22 March 2012 | News | By Nandita Singh

Harnessing biofuel from seaweeds

Mr Shrikumar Suryanarayan, Chairman - Sea6 Energy

Mr Shrikumar Suryanarayan, Chairman - Sea6 Energy

All over the world, governments have initiated the use of alternative sources of energy for ensuring energy security. Biofuels have emerged as an ideal choice to meet these requirements. However, to produce biofuel, the real problem lies in growing huge quantities of biomass because nearly all biomass feedstocks make use of the same limited resources which go into agriculture.

Sea6 Energy from India is tapping into the sea waters to find a solution to this problem. Seaweeds offer an unmatched potential for scalability by growing directly on the ocean surface and extracting nutrients from flowing water. They have proven high productivity and are cultivated across the world for various specialty food products at a very nominal price.

The company was started by four alumni of Indian Institute of Technology Madras - Mr Nelson Vadassery (manager, technology & engineering); Ms Sailaja Nori (manager, R&D); Ms Sowmya Balendiran (manager, operations); Mr Sayash Kumar (acting CEO) - along with Mr Shrikumar Suryanarayan, leading as the chairman. Mr Suryanarayan is the former president of R&D, Biocon India and visiting faculty, Karolinska Institute, Sweden. These four IITians had initiated a project on microalgae. But problem with microalgae was that the biomass concentration was only a few grams per liter. The team then started looking at the macro-algae - seaweed which does not require irrigation or fertilizers, or take up arable land.

Out of the three varieties of seaweeds, Sea6 uses red seaweed in particular because it is found frequently in the tropical waters and also has high productivity. Mr Suryanarayan says, "We have always waited for others to develop solutions and then implemented them. There are very few home-grown solutions. We have to start thinking what we can do for the fuel problem in India. Red seaweed is one of the highest biomass producers per hectare."

Exercise prompt:
Resume the article on Sea6 Energy's seaweed biofuel work after its last sentence. The lines that follow come from a separate source.

Source information:
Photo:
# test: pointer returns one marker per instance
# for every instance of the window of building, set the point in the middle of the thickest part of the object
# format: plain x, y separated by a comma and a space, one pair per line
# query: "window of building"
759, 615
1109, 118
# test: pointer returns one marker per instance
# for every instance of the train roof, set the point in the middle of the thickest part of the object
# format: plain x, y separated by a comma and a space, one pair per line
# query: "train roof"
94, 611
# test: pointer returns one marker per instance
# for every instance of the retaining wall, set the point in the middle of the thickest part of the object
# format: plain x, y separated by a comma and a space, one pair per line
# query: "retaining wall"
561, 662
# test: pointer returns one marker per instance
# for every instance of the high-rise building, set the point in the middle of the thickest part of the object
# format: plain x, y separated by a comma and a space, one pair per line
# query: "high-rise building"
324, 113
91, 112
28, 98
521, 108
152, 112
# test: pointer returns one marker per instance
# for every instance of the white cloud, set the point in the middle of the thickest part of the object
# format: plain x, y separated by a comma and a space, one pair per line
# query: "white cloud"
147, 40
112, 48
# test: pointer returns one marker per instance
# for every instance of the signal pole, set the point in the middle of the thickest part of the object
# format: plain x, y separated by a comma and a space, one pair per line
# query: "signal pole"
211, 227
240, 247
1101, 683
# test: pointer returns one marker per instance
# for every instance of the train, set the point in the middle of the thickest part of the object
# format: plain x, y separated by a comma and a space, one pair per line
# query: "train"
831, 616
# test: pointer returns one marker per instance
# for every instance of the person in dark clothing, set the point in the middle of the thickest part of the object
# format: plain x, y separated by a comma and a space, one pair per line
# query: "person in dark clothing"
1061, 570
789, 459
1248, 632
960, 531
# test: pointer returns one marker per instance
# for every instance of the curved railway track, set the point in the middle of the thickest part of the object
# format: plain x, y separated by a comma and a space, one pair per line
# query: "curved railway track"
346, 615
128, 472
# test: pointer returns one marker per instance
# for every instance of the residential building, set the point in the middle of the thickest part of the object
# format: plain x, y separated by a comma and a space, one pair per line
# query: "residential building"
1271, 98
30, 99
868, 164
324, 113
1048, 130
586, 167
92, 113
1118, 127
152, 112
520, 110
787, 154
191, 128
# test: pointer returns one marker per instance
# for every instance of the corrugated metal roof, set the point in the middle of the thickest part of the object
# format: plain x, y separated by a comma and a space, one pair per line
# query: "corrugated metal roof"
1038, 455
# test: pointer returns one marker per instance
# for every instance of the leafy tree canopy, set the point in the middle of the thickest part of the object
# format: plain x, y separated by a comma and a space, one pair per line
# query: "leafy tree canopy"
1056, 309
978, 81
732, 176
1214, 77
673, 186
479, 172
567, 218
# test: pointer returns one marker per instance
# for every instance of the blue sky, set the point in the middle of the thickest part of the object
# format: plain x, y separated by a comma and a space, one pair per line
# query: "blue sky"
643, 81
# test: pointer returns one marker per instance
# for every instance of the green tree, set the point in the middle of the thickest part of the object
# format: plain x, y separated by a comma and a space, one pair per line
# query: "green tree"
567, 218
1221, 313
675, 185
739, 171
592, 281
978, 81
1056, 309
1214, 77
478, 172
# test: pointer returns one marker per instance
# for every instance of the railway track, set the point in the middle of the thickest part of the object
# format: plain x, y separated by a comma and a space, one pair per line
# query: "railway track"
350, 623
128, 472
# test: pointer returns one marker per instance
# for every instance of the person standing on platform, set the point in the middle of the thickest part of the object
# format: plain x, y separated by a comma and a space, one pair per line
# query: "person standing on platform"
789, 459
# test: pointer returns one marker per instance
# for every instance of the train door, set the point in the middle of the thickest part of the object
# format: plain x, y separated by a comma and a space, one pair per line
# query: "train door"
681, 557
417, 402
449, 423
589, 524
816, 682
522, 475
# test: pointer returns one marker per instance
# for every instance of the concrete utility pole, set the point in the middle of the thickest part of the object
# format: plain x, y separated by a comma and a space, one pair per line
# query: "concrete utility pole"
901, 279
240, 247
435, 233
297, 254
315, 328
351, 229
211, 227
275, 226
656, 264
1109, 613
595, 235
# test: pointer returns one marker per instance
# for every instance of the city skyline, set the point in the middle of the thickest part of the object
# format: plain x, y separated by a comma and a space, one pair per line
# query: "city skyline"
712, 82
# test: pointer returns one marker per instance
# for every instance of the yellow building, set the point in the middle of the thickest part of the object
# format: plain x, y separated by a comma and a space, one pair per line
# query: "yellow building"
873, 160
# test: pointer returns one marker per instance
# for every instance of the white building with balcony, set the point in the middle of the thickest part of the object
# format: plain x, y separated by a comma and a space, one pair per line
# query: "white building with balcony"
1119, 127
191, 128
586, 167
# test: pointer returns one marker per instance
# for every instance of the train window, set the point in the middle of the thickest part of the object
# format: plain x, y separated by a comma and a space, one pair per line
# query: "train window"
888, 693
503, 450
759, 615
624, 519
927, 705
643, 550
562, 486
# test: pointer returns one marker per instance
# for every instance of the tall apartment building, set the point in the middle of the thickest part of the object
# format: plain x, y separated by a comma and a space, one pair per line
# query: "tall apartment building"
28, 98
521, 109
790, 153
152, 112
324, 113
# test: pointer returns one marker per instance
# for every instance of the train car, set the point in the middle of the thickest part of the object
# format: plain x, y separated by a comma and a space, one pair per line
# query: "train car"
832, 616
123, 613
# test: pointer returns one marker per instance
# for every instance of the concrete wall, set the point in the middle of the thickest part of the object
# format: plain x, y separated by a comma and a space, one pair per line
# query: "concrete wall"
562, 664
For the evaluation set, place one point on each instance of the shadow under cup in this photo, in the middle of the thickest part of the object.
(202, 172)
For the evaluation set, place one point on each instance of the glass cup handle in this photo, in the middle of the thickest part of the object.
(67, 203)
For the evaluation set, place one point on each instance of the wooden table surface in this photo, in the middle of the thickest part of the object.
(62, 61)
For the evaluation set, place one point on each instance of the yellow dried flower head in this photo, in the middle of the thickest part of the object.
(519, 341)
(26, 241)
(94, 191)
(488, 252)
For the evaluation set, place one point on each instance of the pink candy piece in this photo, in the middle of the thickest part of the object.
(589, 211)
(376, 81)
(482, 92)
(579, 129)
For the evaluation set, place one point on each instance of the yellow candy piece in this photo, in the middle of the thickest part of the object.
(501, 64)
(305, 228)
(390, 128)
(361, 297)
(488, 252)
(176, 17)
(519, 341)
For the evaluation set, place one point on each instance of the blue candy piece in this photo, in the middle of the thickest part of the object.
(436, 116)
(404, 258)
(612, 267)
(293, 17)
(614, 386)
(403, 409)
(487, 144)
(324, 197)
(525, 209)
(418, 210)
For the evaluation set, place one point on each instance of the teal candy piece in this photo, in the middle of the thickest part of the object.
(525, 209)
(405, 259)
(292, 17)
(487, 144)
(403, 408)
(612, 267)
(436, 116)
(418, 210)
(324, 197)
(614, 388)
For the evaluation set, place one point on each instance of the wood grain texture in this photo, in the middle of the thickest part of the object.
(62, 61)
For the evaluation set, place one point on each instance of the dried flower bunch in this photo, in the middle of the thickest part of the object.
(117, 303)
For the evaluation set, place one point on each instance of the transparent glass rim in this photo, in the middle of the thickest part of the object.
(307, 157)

Solved exercise:
The first hurdle which Sea6 Energy needed to overcome was to cultivate seaweeds at a cheaper and effective rate. Sea6 realized that bamboo rafts (on which seaweeds were cultivated traditionally) break because of their rigid structures. The company then developed an offshore farming system based on marine plastics polymer. It has also filed application to patent this system.


The next hurdle was to find enzymes that would break the sugars inside seaweeds. Red seaweed has more than 50 percent dry weight as carbohydrate. This is a galacto polymer which needs to be converted to monosaccharides and this is where the company needs the enzymes. For this, the company has recently partnered with Novozymes as these enzymes are not commercial enzymes but research enzymes and need to work in the salt water system.

The company believes that tapping the ocean for fuel, eradicates the problem of land and moreover if the system works in salt water, then need for fresh water will be eliminated too. Therefore, the company at the moment is currently focused on getting enzymes and fermenting strains that would work in salt water.

Sea6 Energy, which was founded in July 2010, was initially funded by Mr Shrikumar and a few IIT Madras alumini who chipped in about $202,044. Later, one of the co-founders managed to get a crucial government grant. IIT Madras incubated the company giving access to running lab space and functional instrumentation. The company has also been awarded BIPP grant and is soon going to sign the agreement. The company has managed to raise $2.02 million and now the aim is to raise another $8.08 million to build demonstration plant.

"When we set out one-and-a-half years ago, we just had ideas. The theory seemed perfect. We have proved those theoretical assumptions and are able to produce ethanol on lab scale. In the next two years, we should be in a position to have cracked the commercial hurdles. We need to set up pilot facilities to demonstrate this. In two years we should reach the benchmarks to make commercially viable biofuel. If we can develop this technology, we can have all land for food and fuel can come from the sea," concludes the chairman.